Challenge | Please transcribe the passage on Paine's Common Sense between "He forcefully declared" and "a democratic republic.", inclusive.

Text |
Paine originally signed his pamphlet "Written by an Englishman." However, within weeks folks had figured out who that Englishman was. Paine himself relished the attention, but he sought no material rewards. He declined all royalties, insisting that any profits be used to purchase mittens for Washington's troops.
Paine wrote Common Sense to transform the colonial rebellion into a war for independence. But he did more than that. He called upon Americans to recognize their historical possibilities and historic responsibilities. Harnessing their shared- but, as of yet, unstated - thoughts, and expressing them in language bold and clear, he urged them to make a true revolution of their struggles.
He forcefully declared the American cause to be much more than a question of separation from Britain. Announcing that "The sun never shined on a cause of greater worth," he proclaimed it a campaign against the tyranny of hereditary privileges and for a democratic republic.
Even before he issued the call for independence, Paine dealt with Americans' surviving emotional attachments to the King and Britain. Against those who reverently praised the benevolence of the English Constitution, he insisted that "it is wholly owing to the constitution of the people, and not to the constitution of the government that the crown is not as oppressive in England as in Turkey."
Paine revealed the monarchy to be a ridiculous institution whose origins were anything but divinely ordained: "A French bastard [William the Conqueror] landing with an armed banditti, and establishing himself king of England against the consent of the natives, is in plain terms a very paltry rascally original. - It certainly hath no divinity in it... The plain truth is, that the antiquity of English monarchy will not bear looking into."
Appealing to Americans' religious and egalitarian sentiments, he added that "hereditary succession" compounds the evil of monarchy: "For all men being originally equals, no one by birth could have a right to set up his own family in perpetual preference to all others for ever."

Dataset extract |
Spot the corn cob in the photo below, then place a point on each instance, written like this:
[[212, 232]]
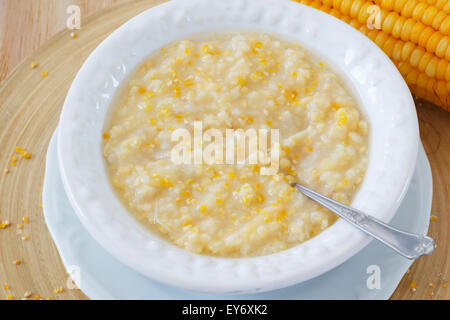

Task output |
He forcefully declared the American cause to be much more than a question of separation from Britain. Announcing that "The sun never shined on a cause of greater worth," he proclaimed it a campaign against the tyranny of hereditary privileges and for a democratic republic.